- WHAT THIS TASK INVOLVES
Copy the tissue engineering article header below word for word, keeping every line as it is.

Submitted on July 24, 2007
Accepted on October 15, 2007
Tissue Engineering: A New Frontier in Physiological Genomics
Matthew Charles Petersen1, Jozef Lazar2, Howard J Jacob3, and Tetsuro Wakatsuki4*
1 Physiology, Medical College of Wisconsin, 8701 Watertown Plank Rd., Milwaukee, Wisconsin, 53226, United States; Biotechnology & Bioengineering Center, Medical College of Wisconsin, Milwaukee, Wisconsin, United States
2 Physiology, Medical College of Wisconsin, 8701 Watertown Plank Rd., Milwaukee, Wisconsin, 53226, United States; Dermatology, Medical College of Wisconsin, Milwaukee, Wisconsin, United States; Human Molecular and Genetics Center, Medical College of Wisconsin, 8701 Watertown Plank Road, Milwaukee, Wisconsin, 53226, United States
3 Physiology, Medical College of Wisconsin, 8701 Watertown Plank Rd., Milwaukee, Wisconsin, 53226, United States; Human Molecular and Genetics Center, Medical College of Wisconsin, 8701 Watertown Plank Road, Milwaukee, Wisconsin, 53226, United States; Pediatrics, Medical College of Wisconsin, Milwaukee, Wisconsin, United States
4 Physiology, Medical College of Wisconsin, 8701 Watertown Plank Rd., Milwaukee, Wisconsin, 53226, United States; Biotechnology and Bioengineering Center, Medical College of Wisconsin, 8701 Watertown Plank Rd., Milwaukee, Wisconsin, 53226, United States
* To whom correspondence should be addressed. E-mail: twakatsuki{at}mcw.edu.

- DATASET
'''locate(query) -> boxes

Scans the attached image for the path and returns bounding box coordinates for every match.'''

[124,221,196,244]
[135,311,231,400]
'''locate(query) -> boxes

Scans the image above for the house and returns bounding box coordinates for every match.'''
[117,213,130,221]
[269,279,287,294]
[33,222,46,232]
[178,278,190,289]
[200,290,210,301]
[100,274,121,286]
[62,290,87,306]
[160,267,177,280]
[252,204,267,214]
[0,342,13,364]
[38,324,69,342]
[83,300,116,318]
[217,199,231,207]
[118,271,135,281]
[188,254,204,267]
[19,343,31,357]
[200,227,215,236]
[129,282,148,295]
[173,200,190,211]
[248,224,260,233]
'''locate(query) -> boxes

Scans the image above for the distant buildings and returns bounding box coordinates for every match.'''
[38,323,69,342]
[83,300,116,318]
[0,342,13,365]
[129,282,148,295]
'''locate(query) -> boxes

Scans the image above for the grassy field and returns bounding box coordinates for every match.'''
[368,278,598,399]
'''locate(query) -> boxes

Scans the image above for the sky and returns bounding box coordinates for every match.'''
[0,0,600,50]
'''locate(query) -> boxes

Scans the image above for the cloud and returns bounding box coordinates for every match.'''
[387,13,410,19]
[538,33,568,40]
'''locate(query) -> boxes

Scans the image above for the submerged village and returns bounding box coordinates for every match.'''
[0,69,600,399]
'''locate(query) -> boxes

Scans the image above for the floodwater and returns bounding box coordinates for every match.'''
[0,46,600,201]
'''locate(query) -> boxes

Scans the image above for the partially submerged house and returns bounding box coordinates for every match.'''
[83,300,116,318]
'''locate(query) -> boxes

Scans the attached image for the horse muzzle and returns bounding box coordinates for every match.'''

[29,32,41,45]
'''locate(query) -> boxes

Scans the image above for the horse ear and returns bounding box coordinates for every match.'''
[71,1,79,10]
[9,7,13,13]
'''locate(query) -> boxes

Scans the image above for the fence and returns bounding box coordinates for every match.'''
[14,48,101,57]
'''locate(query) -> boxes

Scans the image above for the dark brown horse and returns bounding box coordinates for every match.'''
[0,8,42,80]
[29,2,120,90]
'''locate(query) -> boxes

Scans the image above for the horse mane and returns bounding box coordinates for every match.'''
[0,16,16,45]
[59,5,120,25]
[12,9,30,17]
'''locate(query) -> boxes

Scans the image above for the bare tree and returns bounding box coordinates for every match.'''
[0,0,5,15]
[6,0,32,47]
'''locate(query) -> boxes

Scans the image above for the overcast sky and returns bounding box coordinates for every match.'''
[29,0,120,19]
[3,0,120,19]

- RESPONSE TO THIS TASK
Submitted on July 24, 2007
Accepted on October 15, 2007
Tissue Engineering: A New Frontier in Physiological Genomics
Matthew Charles Petersen1, Jozef Lazar2, Howard J Jacob3, and Tetsuro Wakatsuki4*
1 Physiology, Medical College of Wisconsin, 8701 Watertown Plank Rd., Milwaukee, Wisconsin, 53226, United States; Biotechnology & Bioengineering Center, Medical College of Wisconsin, Milwaukee, Wisconsin, United States
2 Physiology, Medical College of Wisconsin, 8701 Watertown Plank Rd., Milwaukee, Wisconsin, 53226, United States; Dermatology, Medical College of Wisconsin, Milwaukee, Wisconsin, United States; Human Molecular and Genetics Center, Medical College of Wisconsin, 8701 Watertown Plank Road, Milwaukee, Wisconsin, 53226, United States
3 Physiology, Medical College of Wisconsin, 8701 Watertown Plank Rd., Milwaukee, Wisconsin, 53226, United States; Human Molecular and Genetics Center, Medical College of Wisconsin, 8701 Watertown Plank Road, Milwaukee, Wisconsin, 53226, United States; Pediatrics, Medical College of Wisconsin, Milwaukee, Wisconsin, United States
4 Physiology, Medical College of Wisconsin, 8701 Watertown Plank Rd., Milwaukee, Wisconsin, 53226, United States; Biotechnology and Bioengineering Center, Medical College of Wisconsin, 8701 Watertown Plank Rd., Milwaukee, Wisconsin, 53226, United States
* To whom correspondence should be addressed. E-mail: twakatsuki{at}mcw.edu.